__THE PROBLEM__. Retype every one of the items below line for line, keeping each character unchanged.
— Start SUPPLIED RECORDS —
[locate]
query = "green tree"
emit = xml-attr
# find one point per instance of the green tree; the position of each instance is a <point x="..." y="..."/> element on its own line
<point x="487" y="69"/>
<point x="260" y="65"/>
— End SUPPLIED RECORDS —
__EXERCISE OUTPUT__.
[locate]
query = "green tree"
emit = xml-attr
# find one point per instance of the green tree; the position of each instance is a <point x="..." y="..."/> element on its own line
<point x="487" y="69"/>
<point x="260" y="65"/>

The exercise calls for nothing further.